> _DOCUMENT PASSAGE_
%%

Intraspecific variation in traits reduces ability of trait-based models to predict community structure

Quentin D. Read, Jeremiah A Henning, Nathan J. Sanders

Research output: Contribution to journalArticlepeer-review

33 Scopus citations

Abstract

Questions: Is it possible to predict the composition of local plant assemblages? Trait-based approaches have offered some promise, especially in cases where deterministic processes such as environmental filtering and niche differentiation shape communities. In this study, we asked how much intraspecific variation contributes to trait distributions within and among plant communities, and whether trait distributions resulting from environmental filtering and niche differentiation can predict accurately the relative species abundances of montane plant species in local communities. Location: West Elk Mountains, Colorado, USA. Methods: We collected functional trait, species composition and environmental data from 14 sites along a broad climate gradient in Colorado, USA, ranging in elevation from 2480 to 3560 m. We partitioned the variation within and among sites into intraspecific and interspecific components, and compared the results to values from a recent global meta-analysis, which examined intraspecific trait variability patterns. We also used these data to parameterize statistical models that have been shown to reproduce patterns associated with the processes of environmental filtering and niche differentiation. We fit two models to the data, one assuming that niche differentiation is invariant among sites, and another assuming that niche differentiation varies among sites. Results: We found that the trait-based models were worse at predicting species relative abundances in local communities than a null model assuming equal abundances of all species. One plausible explanation for the poor performance of the models is that intraspecific variation in functional traits, which in our system was higher than the global averages documented in the meta-analysis, swamped the effects of interspecific variation in functional traits along the climatic gradient. In particular, almost all variation in root traits was within rather than among species, even among sites. Conclusion: Our results suggest that a greater focus be placed on measuring intraspecific trait variability and determining its consequences for community assembly and ecosystem properties.

%%

> _Data excerpts_
%%

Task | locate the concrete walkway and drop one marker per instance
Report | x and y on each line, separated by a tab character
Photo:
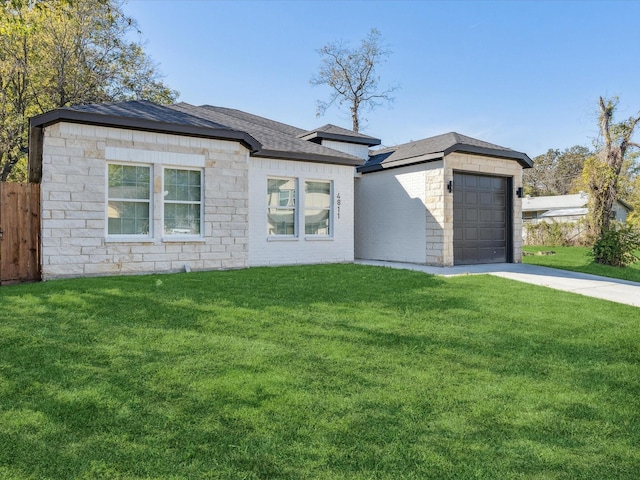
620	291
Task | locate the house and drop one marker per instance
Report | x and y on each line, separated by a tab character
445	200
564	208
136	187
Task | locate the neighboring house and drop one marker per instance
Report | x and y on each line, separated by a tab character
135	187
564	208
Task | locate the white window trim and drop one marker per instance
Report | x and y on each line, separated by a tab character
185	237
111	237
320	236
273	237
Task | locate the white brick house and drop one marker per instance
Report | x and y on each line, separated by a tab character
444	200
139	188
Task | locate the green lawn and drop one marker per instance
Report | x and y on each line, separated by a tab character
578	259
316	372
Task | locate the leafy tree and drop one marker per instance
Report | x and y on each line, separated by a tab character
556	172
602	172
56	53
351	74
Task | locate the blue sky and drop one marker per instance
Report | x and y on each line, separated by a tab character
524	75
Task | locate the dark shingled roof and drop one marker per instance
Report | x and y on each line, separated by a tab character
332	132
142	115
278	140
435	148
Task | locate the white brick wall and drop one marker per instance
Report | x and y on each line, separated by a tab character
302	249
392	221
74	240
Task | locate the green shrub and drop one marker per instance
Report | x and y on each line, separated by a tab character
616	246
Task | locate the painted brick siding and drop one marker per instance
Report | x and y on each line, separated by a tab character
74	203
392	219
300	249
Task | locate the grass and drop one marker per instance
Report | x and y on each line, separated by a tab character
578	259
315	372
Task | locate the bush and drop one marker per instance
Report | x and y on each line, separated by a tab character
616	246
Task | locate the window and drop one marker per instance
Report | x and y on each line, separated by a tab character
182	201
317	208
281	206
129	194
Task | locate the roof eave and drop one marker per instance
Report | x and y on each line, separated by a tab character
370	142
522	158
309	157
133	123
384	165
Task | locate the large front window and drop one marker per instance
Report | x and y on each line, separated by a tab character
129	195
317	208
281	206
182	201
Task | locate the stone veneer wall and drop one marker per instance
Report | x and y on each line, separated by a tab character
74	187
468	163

%%
%%

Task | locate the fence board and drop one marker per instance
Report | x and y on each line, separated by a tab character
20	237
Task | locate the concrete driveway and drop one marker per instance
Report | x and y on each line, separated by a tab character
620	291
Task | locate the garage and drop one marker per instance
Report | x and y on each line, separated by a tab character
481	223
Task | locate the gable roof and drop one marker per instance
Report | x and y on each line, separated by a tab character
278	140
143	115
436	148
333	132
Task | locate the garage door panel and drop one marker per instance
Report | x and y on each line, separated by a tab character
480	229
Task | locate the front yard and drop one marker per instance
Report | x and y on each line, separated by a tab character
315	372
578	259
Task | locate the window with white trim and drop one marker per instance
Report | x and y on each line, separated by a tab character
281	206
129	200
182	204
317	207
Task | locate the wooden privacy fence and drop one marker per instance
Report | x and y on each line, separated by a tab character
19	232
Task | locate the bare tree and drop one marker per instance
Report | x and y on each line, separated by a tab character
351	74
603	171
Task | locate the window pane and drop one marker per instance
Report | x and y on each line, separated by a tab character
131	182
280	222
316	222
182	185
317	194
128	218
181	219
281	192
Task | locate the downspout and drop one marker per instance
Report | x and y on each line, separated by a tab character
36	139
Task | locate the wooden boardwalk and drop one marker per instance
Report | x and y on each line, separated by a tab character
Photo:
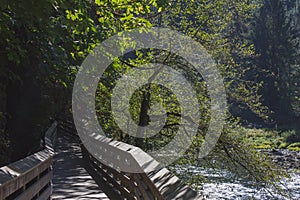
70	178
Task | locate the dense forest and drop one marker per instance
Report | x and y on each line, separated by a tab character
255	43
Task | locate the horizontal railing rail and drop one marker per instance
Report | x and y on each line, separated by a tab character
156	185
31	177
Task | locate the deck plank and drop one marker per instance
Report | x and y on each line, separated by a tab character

%%

> _EXERCISE REQUIREMENTS_
- A) In the abstract on intraspecific trait variation in montane plant communities, how many sites were sampled, and what elevation range did they span?
- B) Extend the abstract on intraspecific trait variation in montane plant communities beyond its final sentence.

> _PER-TASK OUTPUTS_
- A) Data came from 14 sites ranging from 2480 to 3560 m in elevation.

- B)
Original languageEnglish (US)
Pages (from-to)1070-1081
Number of pages12
JournalJournal of Vegetation Science
Volume28
Issue number5
DOIs
StatePublished - Sep 2017
Externally publishedYes

Bibliographical note

Funding Information:
The authors would like to acknowledge colleagues who gave feedback on this manuscript and the staff of Rocky Mountain Biological Laboratory (RMBL) for their hard work in facilitating all kinds of scientific work. This work was supported by graduate assistantships at the Department of Ecology and Evolutionary Biology, University of Tennessee (Q.D.R., J.A.H.), graduate fellowships from RMBL: the Dr. Jean Langenheim Fellowship (Q.D.R.), the Dr. Lee R. G. Snyder Memorial Fellowship (J.A.H.) and the Fran Hunter Fellowship (J.A.H.), and a Semper Ardens grant from the Carlsberg Foundation (N.J.S.). Q.D.R. and J.A.H. collected the data, Q.D.R. performed the analyses and wrote the manuscript, and all authors assisted in revising the manuscript.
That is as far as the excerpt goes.